This notebook implements autoencoder trial run cycles.

* Define
    * trial name
    * environment to work with (MyBallsEnv, MyArmEnv, GymArmEnv)
    * dataset to use (set of 3 npz files for train, test and grid visualization, each file contains many angle/image pairs)
    * model builder
    * list of parameters to try
    * number of epochs to run 
    * output directory
* Run
    * fails if output directory exists, otherwise creates it
    * chooses a set of model parameters
Thursday 4/03/2021

* Visualize YYs (third output sheet or animated GIF) to assess decoder performance
* Rerun with [2, 10, 50] epochs
* Implement beta-VAE (see beta-vae notebook)

Next:

* Explore impact of changing filters chain down to 2x (2,2)
* Scatterplot 3D
* How does it fluctuate depending on network architecture, nlats, training protocol, etc
* Explore fold area in L0/L1 space. For each frame show:
 * image of gym robot,
 * colored L0/L1 scatterplot, with a red cross showing current latent state,
 * image reconstructed by the autoencoder

### imports

In [1]:
%load_ext autoreload
%autoreload 2

%matplotlib inline
import matplotlib.pyplot as plt

%load_ext tensorboard

import numpy as np
import os, datetime

import tensorflow as tf
from tensorflow import keras
from tensorflow.keras import layers

from src.config import output_data_dir

import logging
logger = logging.getLogger(__name__)

Listed entries
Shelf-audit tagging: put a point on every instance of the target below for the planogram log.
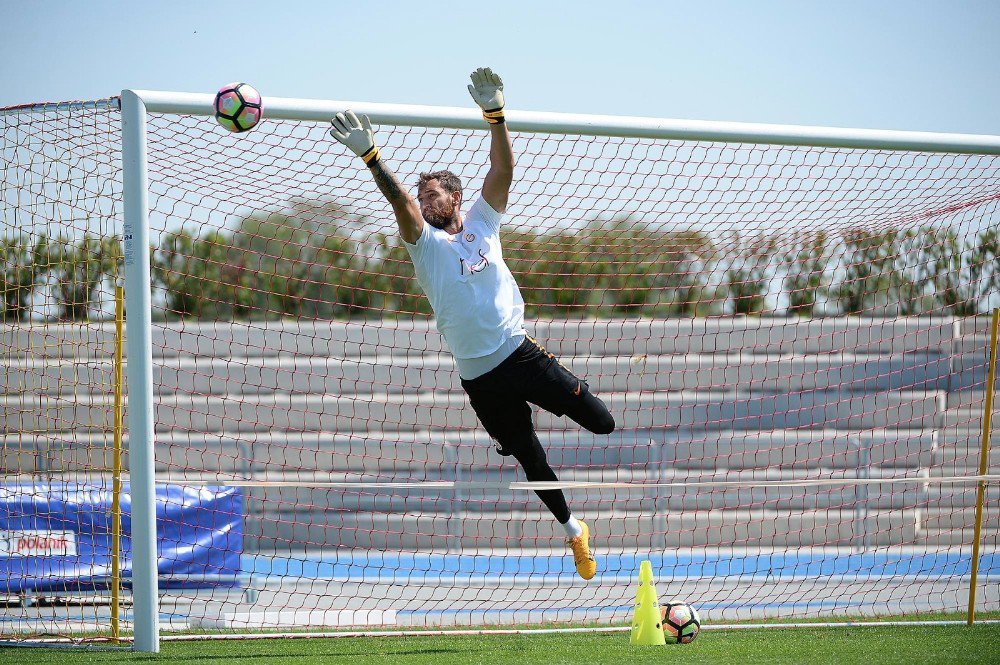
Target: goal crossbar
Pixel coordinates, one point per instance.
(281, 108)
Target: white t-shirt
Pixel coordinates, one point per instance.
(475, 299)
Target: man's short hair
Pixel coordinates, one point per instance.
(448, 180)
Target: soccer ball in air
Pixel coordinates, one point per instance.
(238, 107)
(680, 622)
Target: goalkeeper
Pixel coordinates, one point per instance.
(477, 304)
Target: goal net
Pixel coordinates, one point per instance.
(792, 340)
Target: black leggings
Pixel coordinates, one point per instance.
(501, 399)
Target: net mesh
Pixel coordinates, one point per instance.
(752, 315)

Exercise tasks
**A)** Please answer these questions about the autoencoder notebook, one per line:
(i) Which environments does it list to work with?
(ii) With what numbers of epochs is the rerun planned?
(iii) In the planned L0/L1 scatterplot, what shows the current latent state?
**B)** Write what comes next in the autoencoder notebook, picking up after its last line.

Answers to each task
**A)**
(i) MyBallsEnv, MyArmEnv, GymArmEnv
(ii) 2, 10 and 50 epochs
(iii) A red cross

**B)**
### helpers

In [2]:
def cycle_autoencoder(ae, dataset, prefix="", N=10, vae=False):
    Y = dataset['images']
    
    L = ae['enc'].predict(Y)
    L = np.array(L)

    if vae:
        L = np.array(L)[2] # [z_mean, z_log_var, z] - take Z

    YY = ae['dec'].predict(L)
    YY = np.array(YY)
    
    out_data = dict()
    out_data['latvars'] = L
    out_data['rec_images'] = YY

    return out_data    

### environment

In [3]:
# define ae builder method and environment name
#import src.models.vae
#ae_builder = src.models.vae.build_autoencoder

import src.models.sigma_vae
ae_builder = src.models.sigma_vae.build_autoencoder

ENV_NAME = "twoballs"

### subdirectories

In [4]:
TRIAL_DIR = os.path.join(output_data_dir, ENV_NAME) # FUXNE

# fail if TRIAL_DIR exists
assert(not os.path.exists(TRIAL_DIR))
    
# create trial subdirs
TENSORBOARD_LOGS_DIR =  "%s/tensorboard-logs" % TRIAL_DIR
TRAINED_MODELS_DIR = "%s/trained-models" % TRIAL_DIR
#DATA_DIR = "%s/data" % TRIAL_DIR
IMGS_DIR = "%s/imgs" % TRIAL_DIR

#for dir in [TENSORBOARD_LOGS_DIR, TRAINED_MODELS_DIR, DATA_DIR, IMGS_DIR]:
for dir in [TENSORBOARD_LOGS_DIR, TRAINED_MODELS_DIR, IMGS_DIR]:
    os.makedirs(dir, exist_ok=True)

### load datasets

In [5]:
from src.data.dataset import load_datasets

datasets = load_datasets(ENV_NAME)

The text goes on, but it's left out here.